### Written request 1
In the rows below, lay out the stretch from the line containing "In this exercise you will locate the cloud" through the line containing "[(399, 200)]" as a numbered list, leaving out blank lines.

2/3 - not unanimous.

>A contributor may challenge a change to the charter at any time
>and ask for a vote of all committers, in which case a two-thirds
>majority must approve the change.
>

Disagree.
A contribnuter should intervi8ne though participation as an elected member.
This should be dropped.

>
>SUBPROJECTS
>===========
>avalon.apache.org is comprised of subprojects; a subproject is a
>component whose scope is well defined.  Each subproject has its own
>set of developers.
>
>A new subproject proposal is submitted to the PMC, accepted by majority
>committer vote, and then subject to final approval by the PMC.
>  
>

Not relevant to Avalon.
We should not be subproject driven.

>COMMITTERS
>==========
>
>Each subproject has a set of committers. 
>
-1
A recepie for fragmentation.

>Committers are developers who
>have read/write access to the source code repository. New committers
>are added when a developer is nominated by a committer and approved by
>at least 50 percent of the committers for that subproject with no
>opposing votes.  In most cases, new committers will already be
>participating in the development process by submitting suggestions
>and/or fixes via the bug report page or mailing lists.
>  
>

Probably needs to be rewritten from our perspective of a single 
committer community.

>CONTRIBUTORS
>============
>Like all Apache projects, the Avalon project is a meritocracy -- the more
>work you do, the more you are allowed to do. Occasional contributors
>will be able to report bugs and participate in the mailing lists.
>
>Specific changes to a product proposed for discussion or voting on the
>appropriate development mailing list should be presented in the form
>of input to the patch command. When sent to the mailing list, the
>message should contain a subject beginning with [PATCH] and including
>a distinctive one-line summary that corresponds to the action item for
>that patch.
>
>Use the diff -u command from the original software file(s) to the
>modified software file(s) to create the patch. Patches should be
>submitted against the latest CVS versions of the software to avoid
>conflicts and ensure that you are not submitting a patch for a problem
>that has already been resolved.

### Written request 2
Translate this sentence from the Avalon charter discussion above into Spanish: "Like all Apache projects, the Avalon project is a meritocracy -- the more work you do, the more you are allowed to do."

Pointing records
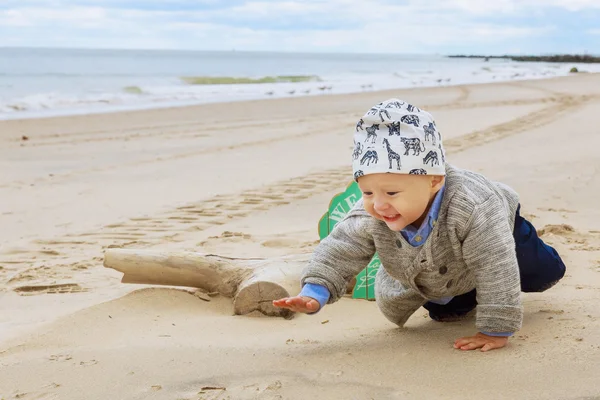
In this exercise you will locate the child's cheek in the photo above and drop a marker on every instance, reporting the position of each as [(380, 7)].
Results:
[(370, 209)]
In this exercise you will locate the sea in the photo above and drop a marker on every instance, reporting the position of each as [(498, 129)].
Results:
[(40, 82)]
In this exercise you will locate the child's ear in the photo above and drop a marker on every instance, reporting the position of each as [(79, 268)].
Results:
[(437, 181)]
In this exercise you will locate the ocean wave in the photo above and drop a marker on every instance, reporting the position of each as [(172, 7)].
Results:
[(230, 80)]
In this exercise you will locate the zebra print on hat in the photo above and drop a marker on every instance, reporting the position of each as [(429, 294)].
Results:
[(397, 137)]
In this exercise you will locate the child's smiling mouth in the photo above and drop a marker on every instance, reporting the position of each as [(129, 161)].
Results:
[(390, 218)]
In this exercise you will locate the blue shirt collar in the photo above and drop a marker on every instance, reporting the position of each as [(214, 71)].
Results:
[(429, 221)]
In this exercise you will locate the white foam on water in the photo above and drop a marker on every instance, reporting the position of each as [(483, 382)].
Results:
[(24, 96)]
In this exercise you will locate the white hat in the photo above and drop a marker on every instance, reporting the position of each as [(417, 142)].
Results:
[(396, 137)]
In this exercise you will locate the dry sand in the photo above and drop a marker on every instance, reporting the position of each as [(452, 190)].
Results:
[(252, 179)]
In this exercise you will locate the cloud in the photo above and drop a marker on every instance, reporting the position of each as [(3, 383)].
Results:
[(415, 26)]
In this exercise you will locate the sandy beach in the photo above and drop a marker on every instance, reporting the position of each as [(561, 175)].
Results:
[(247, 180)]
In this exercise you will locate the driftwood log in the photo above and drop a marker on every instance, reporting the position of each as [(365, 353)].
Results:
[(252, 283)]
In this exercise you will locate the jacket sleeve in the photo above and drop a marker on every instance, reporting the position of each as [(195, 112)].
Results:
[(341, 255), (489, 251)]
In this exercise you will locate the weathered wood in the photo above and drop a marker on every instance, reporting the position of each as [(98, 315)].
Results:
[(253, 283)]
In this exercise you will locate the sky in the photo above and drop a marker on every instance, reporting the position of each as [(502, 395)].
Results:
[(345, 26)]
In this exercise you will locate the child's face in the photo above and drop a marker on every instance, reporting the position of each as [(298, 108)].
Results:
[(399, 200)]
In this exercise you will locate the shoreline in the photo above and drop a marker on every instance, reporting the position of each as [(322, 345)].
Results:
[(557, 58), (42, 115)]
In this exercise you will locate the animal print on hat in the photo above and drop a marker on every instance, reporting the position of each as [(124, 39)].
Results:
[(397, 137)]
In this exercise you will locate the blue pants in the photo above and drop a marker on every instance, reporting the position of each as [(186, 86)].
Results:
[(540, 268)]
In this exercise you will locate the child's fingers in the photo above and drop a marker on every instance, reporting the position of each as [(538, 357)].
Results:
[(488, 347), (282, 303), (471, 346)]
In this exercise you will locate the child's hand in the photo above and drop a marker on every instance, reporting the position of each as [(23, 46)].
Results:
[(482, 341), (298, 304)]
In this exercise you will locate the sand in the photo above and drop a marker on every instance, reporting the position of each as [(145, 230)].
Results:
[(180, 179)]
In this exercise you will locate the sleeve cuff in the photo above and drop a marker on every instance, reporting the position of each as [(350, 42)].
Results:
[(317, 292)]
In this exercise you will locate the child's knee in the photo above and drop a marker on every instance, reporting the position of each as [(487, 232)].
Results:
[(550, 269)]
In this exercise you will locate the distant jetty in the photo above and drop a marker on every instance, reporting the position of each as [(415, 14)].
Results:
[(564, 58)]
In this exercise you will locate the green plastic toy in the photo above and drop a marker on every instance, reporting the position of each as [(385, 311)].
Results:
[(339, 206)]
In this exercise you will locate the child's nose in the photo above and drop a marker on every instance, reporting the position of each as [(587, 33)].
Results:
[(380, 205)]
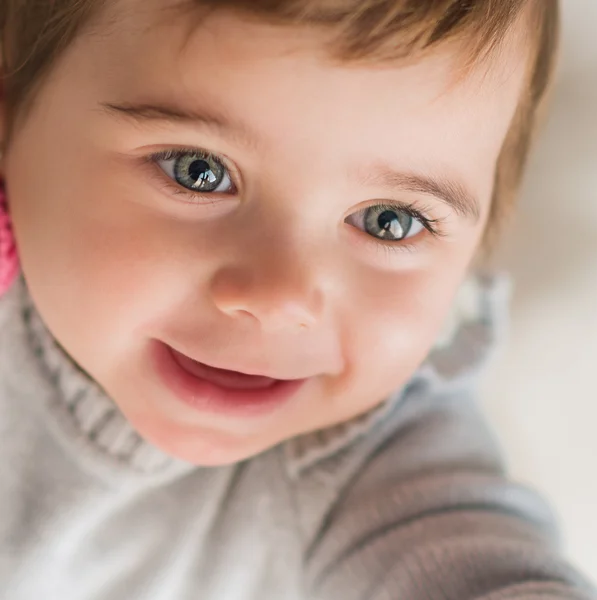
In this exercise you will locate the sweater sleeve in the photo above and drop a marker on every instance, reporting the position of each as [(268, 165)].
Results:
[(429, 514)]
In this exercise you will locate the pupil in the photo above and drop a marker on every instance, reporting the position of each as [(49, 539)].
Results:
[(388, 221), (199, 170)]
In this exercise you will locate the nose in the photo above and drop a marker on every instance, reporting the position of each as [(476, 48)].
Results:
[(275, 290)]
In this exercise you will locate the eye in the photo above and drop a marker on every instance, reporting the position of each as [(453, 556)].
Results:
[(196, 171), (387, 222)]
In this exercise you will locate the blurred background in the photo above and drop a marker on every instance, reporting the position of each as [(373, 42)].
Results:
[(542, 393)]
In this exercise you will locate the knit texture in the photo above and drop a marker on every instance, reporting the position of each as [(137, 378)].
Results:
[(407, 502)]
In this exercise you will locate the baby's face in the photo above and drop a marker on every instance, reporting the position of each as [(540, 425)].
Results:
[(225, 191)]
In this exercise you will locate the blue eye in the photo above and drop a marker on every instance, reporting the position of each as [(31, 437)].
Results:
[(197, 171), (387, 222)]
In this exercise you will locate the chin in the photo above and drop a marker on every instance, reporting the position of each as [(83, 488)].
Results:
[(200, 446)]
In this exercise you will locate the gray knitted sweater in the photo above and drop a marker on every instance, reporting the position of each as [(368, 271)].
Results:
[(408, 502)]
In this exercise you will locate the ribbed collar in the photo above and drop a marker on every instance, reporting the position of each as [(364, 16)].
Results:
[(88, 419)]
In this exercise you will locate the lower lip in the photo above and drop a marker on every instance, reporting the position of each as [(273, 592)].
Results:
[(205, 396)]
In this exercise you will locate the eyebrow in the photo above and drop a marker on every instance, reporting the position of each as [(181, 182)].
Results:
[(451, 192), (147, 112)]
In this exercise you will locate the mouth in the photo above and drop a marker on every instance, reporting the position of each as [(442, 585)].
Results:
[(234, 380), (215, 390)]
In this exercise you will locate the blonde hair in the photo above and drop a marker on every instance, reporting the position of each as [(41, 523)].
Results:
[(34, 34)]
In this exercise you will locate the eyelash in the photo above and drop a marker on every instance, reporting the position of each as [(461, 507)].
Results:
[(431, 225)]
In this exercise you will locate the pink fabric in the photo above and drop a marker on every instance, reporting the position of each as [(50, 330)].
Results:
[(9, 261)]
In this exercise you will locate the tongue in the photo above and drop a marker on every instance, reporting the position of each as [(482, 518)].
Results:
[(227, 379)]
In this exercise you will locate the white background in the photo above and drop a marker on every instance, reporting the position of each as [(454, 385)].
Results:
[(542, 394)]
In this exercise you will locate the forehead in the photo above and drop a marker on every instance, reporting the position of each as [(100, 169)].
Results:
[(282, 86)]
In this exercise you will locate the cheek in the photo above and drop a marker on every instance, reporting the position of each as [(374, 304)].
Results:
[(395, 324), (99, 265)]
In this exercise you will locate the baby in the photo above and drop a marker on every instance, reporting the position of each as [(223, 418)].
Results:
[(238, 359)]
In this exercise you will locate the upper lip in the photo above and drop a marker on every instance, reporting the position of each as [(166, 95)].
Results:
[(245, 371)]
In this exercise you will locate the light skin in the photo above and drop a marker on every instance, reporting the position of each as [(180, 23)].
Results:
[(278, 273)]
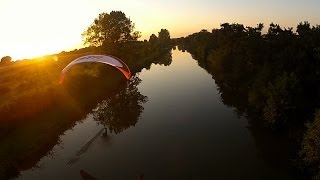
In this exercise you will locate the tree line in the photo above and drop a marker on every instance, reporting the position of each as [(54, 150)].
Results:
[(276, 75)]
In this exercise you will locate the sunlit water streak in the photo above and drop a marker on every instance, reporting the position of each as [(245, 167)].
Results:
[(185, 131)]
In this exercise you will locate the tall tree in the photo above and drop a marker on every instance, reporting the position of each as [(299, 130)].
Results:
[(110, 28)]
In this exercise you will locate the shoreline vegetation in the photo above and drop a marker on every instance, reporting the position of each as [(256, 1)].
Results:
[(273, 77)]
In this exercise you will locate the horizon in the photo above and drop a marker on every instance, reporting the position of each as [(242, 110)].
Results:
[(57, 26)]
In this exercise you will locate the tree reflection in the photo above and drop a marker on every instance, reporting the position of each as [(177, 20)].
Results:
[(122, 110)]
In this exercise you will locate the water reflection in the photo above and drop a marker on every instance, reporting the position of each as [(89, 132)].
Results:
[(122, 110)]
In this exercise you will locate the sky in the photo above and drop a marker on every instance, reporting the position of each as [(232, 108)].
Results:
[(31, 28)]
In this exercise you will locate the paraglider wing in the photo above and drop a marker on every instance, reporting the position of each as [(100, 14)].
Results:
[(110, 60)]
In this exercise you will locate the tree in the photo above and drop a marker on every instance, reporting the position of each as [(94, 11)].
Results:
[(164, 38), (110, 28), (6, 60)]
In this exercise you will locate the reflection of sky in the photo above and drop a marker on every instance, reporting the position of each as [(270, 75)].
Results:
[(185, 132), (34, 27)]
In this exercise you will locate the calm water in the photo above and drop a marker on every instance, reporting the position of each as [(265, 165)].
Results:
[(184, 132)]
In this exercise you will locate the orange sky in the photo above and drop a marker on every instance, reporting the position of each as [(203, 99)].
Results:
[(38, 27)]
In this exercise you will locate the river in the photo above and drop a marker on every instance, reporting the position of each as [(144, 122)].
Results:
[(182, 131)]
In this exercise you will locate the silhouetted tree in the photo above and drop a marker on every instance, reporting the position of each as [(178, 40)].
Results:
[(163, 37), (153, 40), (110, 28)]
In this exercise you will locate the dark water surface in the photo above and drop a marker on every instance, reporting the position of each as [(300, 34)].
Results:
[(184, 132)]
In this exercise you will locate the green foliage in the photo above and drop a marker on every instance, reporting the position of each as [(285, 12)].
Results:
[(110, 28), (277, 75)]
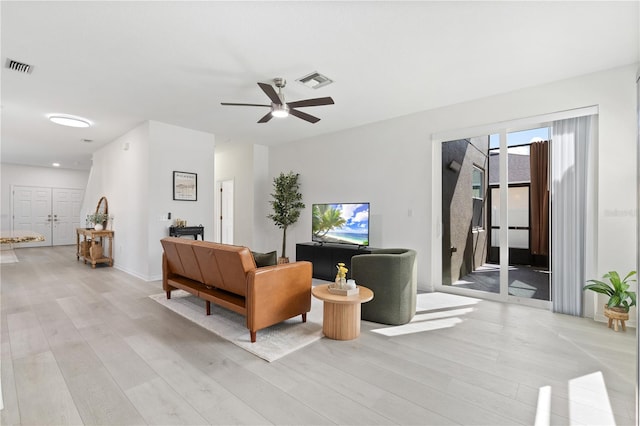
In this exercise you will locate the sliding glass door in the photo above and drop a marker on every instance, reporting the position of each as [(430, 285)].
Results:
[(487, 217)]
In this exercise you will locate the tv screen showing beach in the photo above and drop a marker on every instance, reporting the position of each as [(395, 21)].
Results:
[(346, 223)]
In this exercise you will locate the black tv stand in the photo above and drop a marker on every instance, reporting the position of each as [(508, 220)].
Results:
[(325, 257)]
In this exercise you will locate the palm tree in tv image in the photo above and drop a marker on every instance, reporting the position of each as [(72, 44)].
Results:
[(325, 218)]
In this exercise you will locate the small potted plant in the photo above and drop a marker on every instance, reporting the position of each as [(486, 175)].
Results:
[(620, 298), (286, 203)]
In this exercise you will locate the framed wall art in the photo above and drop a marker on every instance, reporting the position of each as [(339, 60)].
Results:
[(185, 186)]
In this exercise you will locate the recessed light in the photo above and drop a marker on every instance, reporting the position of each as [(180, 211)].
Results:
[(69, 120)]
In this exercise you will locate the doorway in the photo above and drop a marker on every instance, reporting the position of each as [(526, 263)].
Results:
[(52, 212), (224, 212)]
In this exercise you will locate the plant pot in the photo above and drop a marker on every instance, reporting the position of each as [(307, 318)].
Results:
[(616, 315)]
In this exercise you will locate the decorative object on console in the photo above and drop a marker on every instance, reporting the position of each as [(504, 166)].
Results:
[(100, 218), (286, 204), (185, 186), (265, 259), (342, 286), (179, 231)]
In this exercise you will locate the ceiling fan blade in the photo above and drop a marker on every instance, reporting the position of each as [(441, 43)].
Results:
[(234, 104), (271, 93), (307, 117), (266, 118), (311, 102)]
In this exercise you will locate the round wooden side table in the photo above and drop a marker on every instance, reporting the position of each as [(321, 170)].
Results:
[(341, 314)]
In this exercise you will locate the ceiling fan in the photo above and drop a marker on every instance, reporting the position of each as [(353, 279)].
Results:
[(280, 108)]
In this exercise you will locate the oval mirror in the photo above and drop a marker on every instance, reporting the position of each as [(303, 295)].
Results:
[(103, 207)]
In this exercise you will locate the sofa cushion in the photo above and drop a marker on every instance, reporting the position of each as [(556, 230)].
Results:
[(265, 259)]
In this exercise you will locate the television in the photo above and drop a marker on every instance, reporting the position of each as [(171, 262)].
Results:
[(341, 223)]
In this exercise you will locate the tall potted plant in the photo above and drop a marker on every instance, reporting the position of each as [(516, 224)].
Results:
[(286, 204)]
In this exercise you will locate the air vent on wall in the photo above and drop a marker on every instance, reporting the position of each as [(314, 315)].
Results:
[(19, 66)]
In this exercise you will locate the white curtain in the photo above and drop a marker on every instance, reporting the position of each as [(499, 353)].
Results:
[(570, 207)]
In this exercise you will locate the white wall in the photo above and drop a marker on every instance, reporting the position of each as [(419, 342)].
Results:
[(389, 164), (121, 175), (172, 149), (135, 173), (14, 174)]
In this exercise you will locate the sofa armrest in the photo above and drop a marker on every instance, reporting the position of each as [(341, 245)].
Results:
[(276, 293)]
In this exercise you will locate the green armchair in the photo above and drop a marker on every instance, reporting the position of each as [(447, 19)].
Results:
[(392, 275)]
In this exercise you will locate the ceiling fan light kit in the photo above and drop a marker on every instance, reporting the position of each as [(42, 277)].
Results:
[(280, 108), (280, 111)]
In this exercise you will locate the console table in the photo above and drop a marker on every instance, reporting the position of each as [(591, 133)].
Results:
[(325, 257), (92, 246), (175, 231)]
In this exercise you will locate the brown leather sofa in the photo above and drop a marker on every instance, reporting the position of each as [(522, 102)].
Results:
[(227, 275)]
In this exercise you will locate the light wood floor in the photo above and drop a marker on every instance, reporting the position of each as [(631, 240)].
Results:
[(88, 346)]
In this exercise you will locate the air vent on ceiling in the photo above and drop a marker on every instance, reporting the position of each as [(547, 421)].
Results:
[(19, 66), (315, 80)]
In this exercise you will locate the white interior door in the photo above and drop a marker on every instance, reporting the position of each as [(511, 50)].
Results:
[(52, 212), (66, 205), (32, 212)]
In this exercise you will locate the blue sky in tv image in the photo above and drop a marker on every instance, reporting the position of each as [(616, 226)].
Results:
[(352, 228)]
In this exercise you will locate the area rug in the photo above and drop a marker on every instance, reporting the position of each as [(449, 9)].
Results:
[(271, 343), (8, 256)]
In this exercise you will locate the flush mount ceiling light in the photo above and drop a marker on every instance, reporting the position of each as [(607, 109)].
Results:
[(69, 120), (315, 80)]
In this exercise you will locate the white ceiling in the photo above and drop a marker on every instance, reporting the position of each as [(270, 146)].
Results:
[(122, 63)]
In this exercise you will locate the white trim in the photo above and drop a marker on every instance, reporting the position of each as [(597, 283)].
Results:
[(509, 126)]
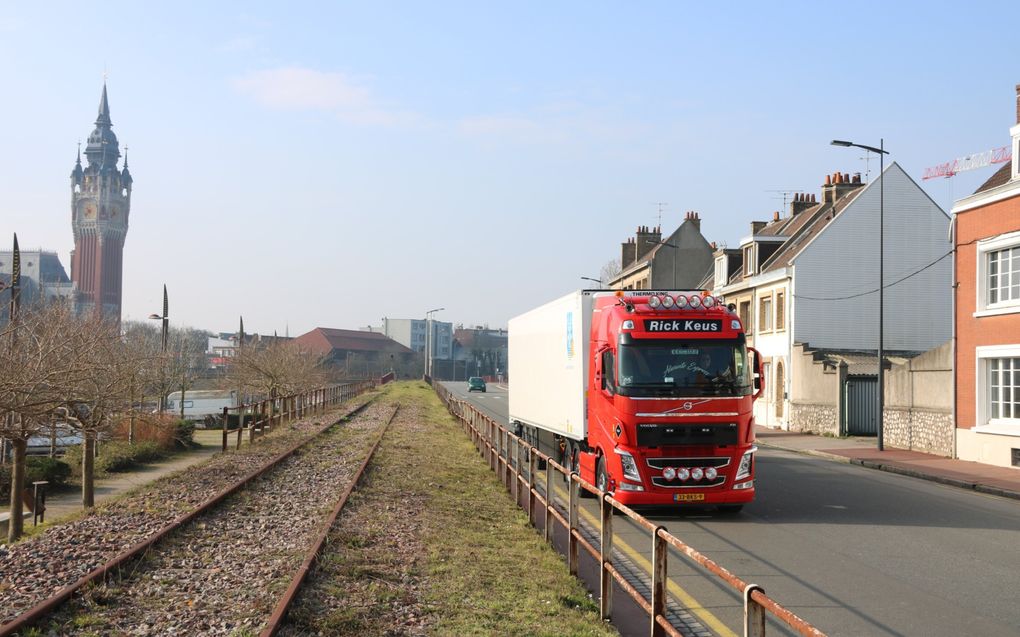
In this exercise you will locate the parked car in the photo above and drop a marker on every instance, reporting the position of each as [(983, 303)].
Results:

### Output 1
1. In this exercise you will locate the cloud in the photo above and drop a marker on every instance, reporting the position of each as [(3, 383)].
2. Results:
3. [(415, 26)]
4. In this exercise you will locate the sandy beach in the photo above and drop a marker on every instance, reporting the position of each as [(561, 175)].
5. Results:
6. [(247, 180)]
7. In this exercise you will locate the driftwood log in the photo above and drop a marker on every instance, reporting the position of each as [(365, 353)].
8. Results:
9. [(252, 283)]
10. In this exercise you will locate the jacket sleeve in the photo above and drop a marker on every instance, reporting the position of each as [(195, 112)].
11. Results:
12. [(341, 255), (489, 251)]
13. In this exercise you will locate the weathered wood in the photo above and drop a marker on every instance, reporting the position of each as [(98, 315)].
14. Results:
15. [(253, 283)]
16. In this exercise you will locate the sky in the photo above and drop a marker on every instance, reporting the position of each as [(502, 395)].
17. Results:
18. [(345, 26)]
19. In this exercise you will locate the child's face in the photo above and drop a marker on every instance, reporting the position of each as [(298, 108)].
20. Results:
21. [(399, 200)]

### Output 2
Como todos los proyectos de Apache, el proyecto Avalon es una meritocracia: cuanto más trabajo haces, más se te permite hacer.